## Stated task
Output all of the entries below precisely as written.

## Data to use

BEGIN

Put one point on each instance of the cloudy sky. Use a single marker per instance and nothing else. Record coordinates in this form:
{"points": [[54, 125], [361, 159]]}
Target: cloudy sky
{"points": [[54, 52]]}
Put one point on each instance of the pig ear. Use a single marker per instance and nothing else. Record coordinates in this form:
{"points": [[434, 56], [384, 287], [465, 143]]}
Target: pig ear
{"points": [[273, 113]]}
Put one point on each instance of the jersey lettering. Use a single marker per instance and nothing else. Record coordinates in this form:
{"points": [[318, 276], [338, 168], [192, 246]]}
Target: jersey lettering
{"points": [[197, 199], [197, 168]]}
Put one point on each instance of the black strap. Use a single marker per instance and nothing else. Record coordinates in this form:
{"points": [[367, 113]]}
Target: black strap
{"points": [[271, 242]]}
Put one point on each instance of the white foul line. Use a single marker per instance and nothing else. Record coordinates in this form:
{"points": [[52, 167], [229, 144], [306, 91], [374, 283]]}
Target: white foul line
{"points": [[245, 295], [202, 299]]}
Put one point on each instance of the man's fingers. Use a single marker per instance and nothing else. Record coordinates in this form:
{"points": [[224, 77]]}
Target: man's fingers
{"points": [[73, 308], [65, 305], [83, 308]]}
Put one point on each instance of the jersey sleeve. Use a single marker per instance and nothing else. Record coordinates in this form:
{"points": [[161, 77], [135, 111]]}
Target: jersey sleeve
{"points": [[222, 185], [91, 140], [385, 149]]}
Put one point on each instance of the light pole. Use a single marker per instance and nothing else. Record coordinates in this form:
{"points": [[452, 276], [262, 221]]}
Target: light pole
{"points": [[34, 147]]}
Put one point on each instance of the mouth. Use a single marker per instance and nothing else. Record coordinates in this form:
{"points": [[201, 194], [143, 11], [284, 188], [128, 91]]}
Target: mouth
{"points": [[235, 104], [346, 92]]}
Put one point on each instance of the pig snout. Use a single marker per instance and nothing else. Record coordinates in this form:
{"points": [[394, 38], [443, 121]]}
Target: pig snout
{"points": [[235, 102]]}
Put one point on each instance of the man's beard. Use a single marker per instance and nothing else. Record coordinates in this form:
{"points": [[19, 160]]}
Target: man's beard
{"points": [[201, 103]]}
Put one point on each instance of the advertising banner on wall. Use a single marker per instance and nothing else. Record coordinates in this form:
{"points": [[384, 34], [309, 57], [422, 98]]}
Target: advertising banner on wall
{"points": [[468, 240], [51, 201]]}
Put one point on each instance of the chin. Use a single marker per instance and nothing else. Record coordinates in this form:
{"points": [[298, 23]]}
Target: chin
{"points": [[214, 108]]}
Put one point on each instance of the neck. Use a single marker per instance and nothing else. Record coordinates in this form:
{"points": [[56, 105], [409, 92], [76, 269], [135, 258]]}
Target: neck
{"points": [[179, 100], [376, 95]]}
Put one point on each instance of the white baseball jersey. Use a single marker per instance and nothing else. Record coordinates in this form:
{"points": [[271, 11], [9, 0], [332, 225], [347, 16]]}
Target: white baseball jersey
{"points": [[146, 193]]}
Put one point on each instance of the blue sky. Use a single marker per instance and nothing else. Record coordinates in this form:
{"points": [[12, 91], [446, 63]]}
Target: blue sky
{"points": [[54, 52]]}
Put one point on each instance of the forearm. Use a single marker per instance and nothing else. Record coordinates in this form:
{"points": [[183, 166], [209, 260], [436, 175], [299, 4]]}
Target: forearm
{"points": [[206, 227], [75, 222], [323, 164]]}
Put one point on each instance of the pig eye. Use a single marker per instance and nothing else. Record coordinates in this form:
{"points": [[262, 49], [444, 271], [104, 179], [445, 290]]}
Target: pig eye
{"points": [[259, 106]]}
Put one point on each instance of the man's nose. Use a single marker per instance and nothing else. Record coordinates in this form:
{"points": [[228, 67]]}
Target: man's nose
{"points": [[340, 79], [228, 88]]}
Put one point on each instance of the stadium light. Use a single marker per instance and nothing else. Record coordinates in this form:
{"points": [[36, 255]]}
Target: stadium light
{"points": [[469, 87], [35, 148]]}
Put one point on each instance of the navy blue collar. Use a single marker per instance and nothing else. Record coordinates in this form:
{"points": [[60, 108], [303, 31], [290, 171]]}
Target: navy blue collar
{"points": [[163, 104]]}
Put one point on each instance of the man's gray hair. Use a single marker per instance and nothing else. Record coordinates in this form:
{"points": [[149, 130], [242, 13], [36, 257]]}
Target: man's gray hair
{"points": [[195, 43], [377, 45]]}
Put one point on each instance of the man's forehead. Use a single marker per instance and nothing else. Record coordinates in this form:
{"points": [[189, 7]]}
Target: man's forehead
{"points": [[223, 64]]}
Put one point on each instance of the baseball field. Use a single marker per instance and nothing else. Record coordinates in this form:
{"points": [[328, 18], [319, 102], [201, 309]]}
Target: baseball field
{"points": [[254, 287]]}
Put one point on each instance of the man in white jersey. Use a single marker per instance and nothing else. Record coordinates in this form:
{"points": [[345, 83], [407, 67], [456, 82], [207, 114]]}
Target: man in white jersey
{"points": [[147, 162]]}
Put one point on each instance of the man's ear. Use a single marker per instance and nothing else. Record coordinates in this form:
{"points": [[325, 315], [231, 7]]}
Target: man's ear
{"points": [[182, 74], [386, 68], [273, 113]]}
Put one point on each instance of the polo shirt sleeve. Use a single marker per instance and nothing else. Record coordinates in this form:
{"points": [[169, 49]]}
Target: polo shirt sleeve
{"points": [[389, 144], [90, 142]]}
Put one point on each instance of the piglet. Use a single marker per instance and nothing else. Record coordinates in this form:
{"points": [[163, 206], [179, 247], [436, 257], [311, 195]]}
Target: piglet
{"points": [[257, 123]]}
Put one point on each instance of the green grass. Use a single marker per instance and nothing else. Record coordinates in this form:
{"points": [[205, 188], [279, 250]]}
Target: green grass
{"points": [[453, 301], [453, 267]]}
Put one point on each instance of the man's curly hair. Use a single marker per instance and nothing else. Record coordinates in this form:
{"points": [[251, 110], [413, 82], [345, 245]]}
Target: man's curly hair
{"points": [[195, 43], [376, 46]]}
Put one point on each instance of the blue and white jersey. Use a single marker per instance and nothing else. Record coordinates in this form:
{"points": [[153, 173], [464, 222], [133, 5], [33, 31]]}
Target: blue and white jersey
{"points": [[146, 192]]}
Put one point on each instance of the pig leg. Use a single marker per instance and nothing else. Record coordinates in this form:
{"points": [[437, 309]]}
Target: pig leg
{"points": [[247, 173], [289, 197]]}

END

## Solution to this exercise
Put one point on each instance of the cloudy sky. Use a single marker per instance and nothing else. Record coordinates in this form:
{"points": [[54, 125], [361, 159]]}
Target: cloudy sky
{"points": [[54, 52]]}
Put one point on each instance of the pig ear. Use a single marker per instance and nothing else. Record coordinates in this form:
{"points": [[434, 56], [384, 287], [465, 143]]}
Target: pig ear
{"points": [[273, 113]]}
Put one point on each instance of the jersey lettering. Use a single marker per instance and nothing else. Record coordinates in this form:
{"points": [[318, 276], [338, 168], [192, 246]]}
Target: jersey lettering
{"points": [[197, 199], [197, 168]]}
Put one point on each instance of the black strap. Use a single marker per instance and nothing else. Record coordinates in this form:
{"points": [[367, 113]]}
Target: black strap
{"points": [[271, 242]]}
Put one point on each instance of the white foul line. Use a single marker per instance and nothing else. Record coordinates in this form:
{"points": [[52, 167], [229, 144], [306, 91], [374, 283]]}
Target: white foul line
{"points": [[245, 295], [202, 299]]}
Put one point on each instance of the man's fingers. Use a single marker per instance and nothing else. Record coordinates in this form:
{"points": [[224, 77]]}
Target: man's fingers
{"points": [[73, 308], [65, 305], [83, 308]]}
Put one point on each instance of the jersey sleeve. Use a single marker per instance and nothing else. Record coordinates in this form:
{"points": [[161, 77], [135, 111]]}
Target: jersey sleeve
{"points": [[222, 185], [91, 140], [385, 149]]}
Put one point on each instance of the light pole. Use a single marker per instance and nothing else. Record coordinates in this form:
{"points": [[452, 276], [262, 221]]}
Target: light pole
{"points": [[34, 147]]}
Put one point on each instance of the mouth. Use a single marker per instance and nothing else. Record coordinates in this form:
{"points": [[201, 194], [143, 11], [284, 188], [128, 91]]}
Target: mouth
{"points": [[235, 104], [346, 92]]}
Put one point on each instance of the pig snout. Use a single marker per instance and nothing else. Record coordinates in this form:
{"points": [[394, 38], [443, 121]]}
Target: pig snout
{"points": [[235, 102]]}
Put one point on each instance of the man's beard. Use a single marker per instance and nothing else. Record coordinates in this form:
{"points": [[19, 160]]}
Target: man's beard
{"points": [[201, 103]]}
Put one point on each instance of the advertising banner on wall. Use a single marker per instance and nothing else. Record coordinates in this form:
{"points": [[384, 34], [309, 57], [422, 98]]}
Target: advertising banner on wall
{"points": [[468, 240], [51, 201]]}
Put one point on each instance of the chin. Use a single marker per instance and nothing else. Record coordinates in this form:
{"points": [[298, 23]]}
Target: chin
{"points": [[214, 108]]}
Put one point on each instance of the neck. Use a single marker per instance and nothing else. Record coordinates in this form:
{"points": [[56, 105], [409, 92], [76, 269], [135, 258]]}
Target: neck
{"points": [[179, 100], [376, 95]]}
Put one point on each instance of the white baseball jersey. Use a single marker per instance and nothing else. Record coordinates in this form:
{"points": [[271, 11], [9, 0], [332, 225], [347, 16]]}
Target: white baseball jersey
{"points": [[146, 193]]}
Put one point on each instance of the blue sky. Use a single marker per instance and nothing else. Record coordinates in this form:
{"points": [[12, 91], [446, 63]]}
Target: blue sky
{"points": [[54, 52]]}
Put one point on each instance of the forearm. Use a single marker per instance and nothing else. Record coordinates in this form:
{"points": [[183, 166], [209, 260], [436, 175], [299, 4]]}
Target: forearm
{"points": [[206, 227], [75, 222], [323, 164]]}
Put one point on each instance of the pig eye. Use a single marker per instance and nothing else. Record coordinates in this form:
{"points": [[262, 49], [444, 271], [104, 179], [445, 290]]}
Target: pig eye
{"points": [[259, 106]]}
Put one point on each instance of the man's nose. Use a single marker per instance and nothing else. Record coordinates in this form:
{"points": [[228, 67]]}
Target: man's nose
{"points": [[340, 79], [228, 88]]}
Put one point on each instance of the stadium light. Use a single marker per instance and nothing else. Record coordinates in this form:
{"points": [[36, 255]]}
Target: stadium light
{"points": [[469, 87], [35, 148]]}
Put one point on each instance of the navy blue collar. Use a single marker per instance and nothing else. Record coordinates in this form:
{"points": [[60, 108], [303, 31], [290, 171]]}
Target: navy blue collar
{"points": [[163, 104]]}
Put one point on each instance of the man's gray hair. Use a single marker per instance and nothing else. Record coordinates in this form:
{"points": [[149, 130], [242, 13], [36, 257]]}
Target: man's gray hair
{"points": [[195, 43], [377, 45]]}
Put one point on each instance of the man's forehead. Use a single marker per instance and nothing else. Record coordinates in this form:
{"points": [[189, 7]]}
Target: man's forehead
{"points": [[223, 64]]}
Put one point on each instance of the baseball field. Use a single marker per instance and nothing else. Record coordinates in this form:
{"points": [[328, 18], [319, 102], [201, 309]]}
Target: baseball field
{"points": [[254, 287]]}
Put one point on each instance of the man in white jersey. Use a single marker per instance and nothing else. Record coordinates in this form:
{"points": [[345, 83], [407, 67], [456, 82], [207, 114]]}
Target: man in white jersey
{"points": [[147, 162]]}
Put one point on each instance of the man's ear. Use a single marker per instance and nothing else. Record coordinates in this form:
{"points": [[325, 315], [231, 7]]}
Target: man's ear
{"points": [[182, 74], [386, 68], [273, 113]]}
Put one point on each instance of the polo shirt sleeve. Use a single marker per instance and nothing else. Record coordinates in this form:
{"points": [[169, 49]]}
Target: polo shirt sleeve
{"points": [[389, 144], [90, 142]]}
Put one point on each instance of the piglet. Use a single marker per instance and nothing else. Record coordinates in this form:
{"points": [[163, 206], [179, 247], [436, 257], [311, 195]]}
Target: piglet
{"points": [[257, 123]]}
Put one point on each instance of the green grass. Use a single marker per instance and nothing else. Record coordinates in this form:
{"points": [[205, 188], [279, 250]]}
Target: green grass
{"points": [[453, 301], [453, 267]]}
Put one point on each instance of the man's curly hair. Use a single marker per instance and nothing else. Record coordinates in this form:
{"points": [[251, 110], [413, 82], [345, 245]]}
Target: man's curly hair
{"points": [[195, 43], [376, 46]]}
Put one point on each instance of the blue and white jersey. Use a single marker per instance and nothing else. Record coordinates in this form:
{"points": [[153, 173], [464, 222], [133, 5], [33, 31]]}
Target: blue and white jersey
{"points": [[146, 192]]}
Put one point on each instance of the pig leg. Use a single marker per instance and nothing else. Record coordinates in this form:
{"points": [[437, 309]]}
Target: pig leg
{"points": [[247, 173], [289, 197]]}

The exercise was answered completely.